> **Aim**: Rewrite the records below as a numbered list, leaving out any blank lines.

> **Information provided**:
---
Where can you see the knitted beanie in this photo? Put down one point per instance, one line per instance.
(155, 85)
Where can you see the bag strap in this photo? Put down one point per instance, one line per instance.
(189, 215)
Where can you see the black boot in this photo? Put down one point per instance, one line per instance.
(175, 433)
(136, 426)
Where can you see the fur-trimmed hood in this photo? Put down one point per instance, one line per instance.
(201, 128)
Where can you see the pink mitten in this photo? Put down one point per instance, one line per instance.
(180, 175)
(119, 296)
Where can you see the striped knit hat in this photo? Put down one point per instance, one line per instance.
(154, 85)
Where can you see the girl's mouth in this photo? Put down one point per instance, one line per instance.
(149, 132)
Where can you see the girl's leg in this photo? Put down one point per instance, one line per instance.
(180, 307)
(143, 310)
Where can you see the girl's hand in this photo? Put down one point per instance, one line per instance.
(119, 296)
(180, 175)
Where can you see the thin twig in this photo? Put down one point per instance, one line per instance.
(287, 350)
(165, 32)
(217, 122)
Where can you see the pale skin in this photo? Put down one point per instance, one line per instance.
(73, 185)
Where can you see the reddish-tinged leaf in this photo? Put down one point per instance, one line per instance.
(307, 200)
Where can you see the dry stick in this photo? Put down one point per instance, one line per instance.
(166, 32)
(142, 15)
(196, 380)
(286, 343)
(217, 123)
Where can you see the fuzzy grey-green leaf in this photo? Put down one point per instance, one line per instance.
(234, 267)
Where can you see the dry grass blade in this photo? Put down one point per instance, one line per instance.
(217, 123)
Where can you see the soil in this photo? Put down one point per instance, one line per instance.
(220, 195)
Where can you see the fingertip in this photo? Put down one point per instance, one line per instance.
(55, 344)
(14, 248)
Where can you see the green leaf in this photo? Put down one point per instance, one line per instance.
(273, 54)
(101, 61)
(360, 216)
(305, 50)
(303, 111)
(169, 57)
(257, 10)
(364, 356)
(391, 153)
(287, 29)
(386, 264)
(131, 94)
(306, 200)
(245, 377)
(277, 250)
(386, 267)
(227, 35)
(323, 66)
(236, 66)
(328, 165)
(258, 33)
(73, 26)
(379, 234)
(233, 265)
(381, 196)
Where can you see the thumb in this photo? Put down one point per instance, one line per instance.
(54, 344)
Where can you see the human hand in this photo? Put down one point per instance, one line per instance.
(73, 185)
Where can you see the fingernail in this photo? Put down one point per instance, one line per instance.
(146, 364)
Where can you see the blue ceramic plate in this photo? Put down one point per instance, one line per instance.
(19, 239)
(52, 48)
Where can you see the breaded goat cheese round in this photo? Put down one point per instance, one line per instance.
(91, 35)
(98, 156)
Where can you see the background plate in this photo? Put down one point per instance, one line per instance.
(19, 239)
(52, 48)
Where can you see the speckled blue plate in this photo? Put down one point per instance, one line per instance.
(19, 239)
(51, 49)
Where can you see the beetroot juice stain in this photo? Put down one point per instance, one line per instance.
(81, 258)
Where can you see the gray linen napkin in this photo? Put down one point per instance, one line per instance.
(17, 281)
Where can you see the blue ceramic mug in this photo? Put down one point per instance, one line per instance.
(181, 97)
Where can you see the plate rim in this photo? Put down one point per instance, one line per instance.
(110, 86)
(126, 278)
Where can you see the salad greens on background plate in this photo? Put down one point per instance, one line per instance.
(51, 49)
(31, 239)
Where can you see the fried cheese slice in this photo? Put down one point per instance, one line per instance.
---
> **Exercise response**:
1. Where can you see the knitted beanie in this photo? Put down one point per instance, one line per instance.
2. (155, 85)
3. Where can you see the bag strap in this photo? Put down one point per instance, one line per instance.
4. (189, 215)
5. Where can you see the black boot in this photo? Put down one point per instance, one line per instance.
6. (175, 433)
7. (136, 426)
8. Where can you see the fur-trimmed hood in this photo? Put down one point per instance, one line per instance.
9. (201, 128)
10. Where can you see the pink mitten in this photo? Put down one point per instance, one line per instance.
11. (180, 175)
12. (119, 296)
13. Where can you see the striped knit hat in this photo? Put down one point per instance, one line per instance.
14. (154, 85)
15. Where can you see the girl's mouth in this photo? Put down one point per instance, one line per instance.
16. (149, 132)
17. Where can you see the girl's leg in this photo? Put down one point per instance, one line per instance.
18. (180, 307)
19. (143, 310)
20. Where can you see the girl's hand in this photo? Put down one point per instance, one line per instance.
21. (119, 296)
22. (180, 175)
23. Where can you see the thin twig in this photo? Put down one point per instance, one line per instance.
24. (287, 350)
25. (165, 32)
26. (217, 122)
27. Where can you see the pale skin in this photo? Put down one point per instance, one line per instance.
28. (73, 185)
29. Where can you see the reddish-tinged leaf in this photo? Put down one point per instance, one line per instance.
30. (307, 200)
31. Where can you see the dry stick in this photo? Put down one point per instance, one line per instance.
32. (166, 32)
33. (142, 15)
34. (196, 380)
35. (286, 343)
36. (217, 123)
37. Where can you see the fuzzy grey-green leaf in this photo? Put down one point per instance, one line per instance.
38. (234, 267)
39. Where can you see the dry grass blade in this photo? Put down one point per instance, one line per instance.
40. (217, 123)
41. Where can you see the soil in this photo? Put down one point per instance, one line per instance.
42. (220, 195)
43. Where can you see the fingertip in this photo? Put down one point per instance, one line per instance.
44. (55, 344)
45. (14, 248)
46. Where can you see the green leaf in this photo? Put down one point per instance, one line per instance.
47. (273, 54)
48. (101, 61)
49. (360, 216)
50. (305, 50)
51. (303, 111)
52. (169, 57)
53. (257, 10)
54. (364, 356)
55. (391, 153)
56. (287, 29)
57. (386, 264)
58. (131, 94)
59. (306, 200)
60. (245, 377)
61. (277, 250)
62. (386, 267)
63. (227, 35)
64. (323, 66)
65. (236, 66)
66. (328, 165)
67. (258, 33)
68. (73, 26)
69. (379, 234)
70. (233, 265)
71. (381, 196)
72. Where can you see the thumb in this photo? Put down one point per instance, one line per instance.
73. (54, 344)
74. Where can you see the human hand in this photo? Put down one point per instance, one line per instance.
75. (73, 185)
76. Where can you see the fingernail in this photo? Put down one point per instance, one line per instance.
77. (146, 364)
78. Where can you see the blue ceramic plate in this photo? Put down one point per instance, one line per instance.
79. (19, 239)
80. (52, 48)
81. Where can you see the breaded goat cheese round in this photo? Put down one point per instance, one line per instance.
82. (91, 35)
83. (98, 156)
84. Where can you see the background plate in this photo? Put down one point per instance, one line per instance.
85. (19, 239)
86. (52, 48)
87. Where can you see the speckled blue plate in this photo? Put down one point per instance, one line per instance.
88. (19, 239)
89. (51, 49)
90. Where can you see the beetroot juice stain in this photo? Put down one point per instance, one line per instance.
91. (81, 258)
92. Where can you see the gray linen napkin in this photo? Put down one point per instance, one line per instance.
93. (17, 281)
94. Where can you see the blue ceramic mug in this photo? Put down one point per instance, one line per instance.
95. (181, 97)
96. Where can you see the plate rim in this photo? Put down one point per instance, one line per instance.
97. (110, 86)
98. (126, 278)
99. Where can you see the salad greens on background plate in this photo? Put down one point per instance, one line per instance.
100. (51, 49)
101. (31, 239)
102. Where can you see the fried cheese slice in this photo? Put down one point per instance, one line per instance.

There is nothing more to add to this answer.